## EXCERPT PROVIDED:
● ● ● ● ● ● ●

The morning of the storm, Armanda asks her sister, Lidy, to take her place on a visit to her godchild in the town of Zierikzee. In turn, Armanda will care for Lidy's two-year-old daughter and accompany Lidy’s husband to a party. The sisters, both of them young and beautiful, look so alike that no one may even notice. But what Armanda can’t know is that her little comedy is a provocation to fate: Lidy is headed for the center of the deadly storm.
Margriet de Moor interweaves the stories of these two sisters, deftly alternating between the cataclysm and the long years of its grief-strewn aftermath. While Lidy struggles to survive, surrounded by people she barely knows, Armanda must master the future, trying to live out the life of her missing sister as if it were her own.
A brilliant meshing of history and imagination, The Storm is a powerfully dramatic and psychologically gripping novel from one of Europe’s most compelling writers.
Born in the Netherlands in 1941, Margriet de Moor had a career as a classical singer before becoming a novelist. Her debut novel, First Gray, Then White, Then Blue, was a sensational success across Europe, winning her the AKO Literature Prize, for which her second novel, The Virtuoso, was also nominated. She has since published several other novels, including Duke of Egypt and The Kreutzer Sonata. Her books have been translated into twenty languages.

● ● ● ● ● ● ●

## GIVEN ENTRIES:

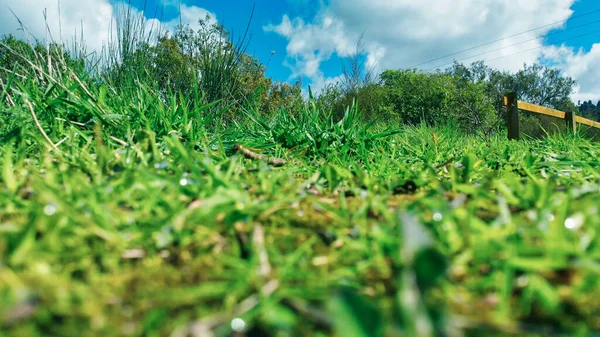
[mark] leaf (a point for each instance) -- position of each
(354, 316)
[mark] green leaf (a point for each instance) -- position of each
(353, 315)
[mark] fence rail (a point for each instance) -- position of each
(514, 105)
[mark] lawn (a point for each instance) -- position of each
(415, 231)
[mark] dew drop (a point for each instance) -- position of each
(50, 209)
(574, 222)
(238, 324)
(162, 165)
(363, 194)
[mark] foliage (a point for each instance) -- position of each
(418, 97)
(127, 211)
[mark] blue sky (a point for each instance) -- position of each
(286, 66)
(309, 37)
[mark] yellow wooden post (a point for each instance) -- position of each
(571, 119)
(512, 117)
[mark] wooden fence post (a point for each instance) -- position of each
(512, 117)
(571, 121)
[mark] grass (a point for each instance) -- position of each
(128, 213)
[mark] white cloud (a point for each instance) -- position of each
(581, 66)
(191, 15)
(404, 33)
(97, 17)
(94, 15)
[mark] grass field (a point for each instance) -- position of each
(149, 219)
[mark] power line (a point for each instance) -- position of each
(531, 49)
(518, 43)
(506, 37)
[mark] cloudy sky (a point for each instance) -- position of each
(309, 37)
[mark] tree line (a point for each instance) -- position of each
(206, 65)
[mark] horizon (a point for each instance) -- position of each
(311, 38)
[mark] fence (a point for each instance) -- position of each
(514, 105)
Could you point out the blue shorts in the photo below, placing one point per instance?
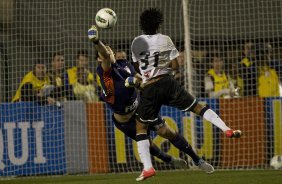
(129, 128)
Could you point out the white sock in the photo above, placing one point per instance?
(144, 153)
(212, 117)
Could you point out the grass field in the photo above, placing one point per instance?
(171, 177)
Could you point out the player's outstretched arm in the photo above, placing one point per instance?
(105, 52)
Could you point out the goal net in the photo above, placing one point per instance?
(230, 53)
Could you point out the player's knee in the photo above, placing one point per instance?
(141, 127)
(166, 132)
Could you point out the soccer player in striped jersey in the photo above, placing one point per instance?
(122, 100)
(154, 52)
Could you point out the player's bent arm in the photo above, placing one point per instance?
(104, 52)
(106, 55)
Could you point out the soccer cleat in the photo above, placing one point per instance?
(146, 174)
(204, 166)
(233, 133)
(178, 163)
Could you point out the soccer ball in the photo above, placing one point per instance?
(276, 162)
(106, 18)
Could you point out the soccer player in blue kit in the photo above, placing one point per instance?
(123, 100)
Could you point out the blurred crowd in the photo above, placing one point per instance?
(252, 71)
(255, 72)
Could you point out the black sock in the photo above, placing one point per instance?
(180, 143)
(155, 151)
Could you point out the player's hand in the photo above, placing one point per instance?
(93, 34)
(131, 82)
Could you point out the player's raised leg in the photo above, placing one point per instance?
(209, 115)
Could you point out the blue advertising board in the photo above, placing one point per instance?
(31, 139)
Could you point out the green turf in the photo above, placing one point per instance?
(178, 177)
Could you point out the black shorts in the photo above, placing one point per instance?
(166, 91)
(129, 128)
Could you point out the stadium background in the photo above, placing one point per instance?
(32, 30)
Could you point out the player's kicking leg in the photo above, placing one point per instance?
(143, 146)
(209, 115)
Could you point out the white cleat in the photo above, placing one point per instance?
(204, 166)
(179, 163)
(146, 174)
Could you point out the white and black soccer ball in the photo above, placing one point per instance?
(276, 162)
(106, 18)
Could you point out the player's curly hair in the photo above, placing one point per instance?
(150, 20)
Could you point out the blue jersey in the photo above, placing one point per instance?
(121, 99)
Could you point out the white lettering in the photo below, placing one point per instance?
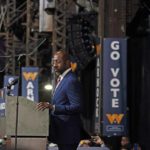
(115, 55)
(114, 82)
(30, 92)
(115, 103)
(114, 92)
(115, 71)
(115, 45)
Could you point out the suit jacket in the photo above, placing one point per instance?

● ● ● ● ● ● ●

## GIVEN TASK 1:
Answer these questions from the description of The Storm.
(a) In which town does Armanda's godchild live?
(b) What career did Margriet de Moor have before she became a novelist?
(c) Into how many languages have her books been translated?
## GIVEN TASK 2:
For each statement, say whether it agrees with the description of The Storm, and quote the words that decide it.
(a) Lidy's daughter is two years old.
(b) The Virtuoso won the AKO Literature Prize.
(c) The two sisters look very different from each other.

## EXPECTED OUTPUT 1:
(a) Zierikzee
(b) Classical singer
(c) Twenty

## EXPECTED OUTPUT 2:
(a) Yes: "Lidy's two-year-old daughter"
(b) No: "for which her second novel, The Virtuoso, was also nominated"
(c) No: "look so alike that no one may even notice"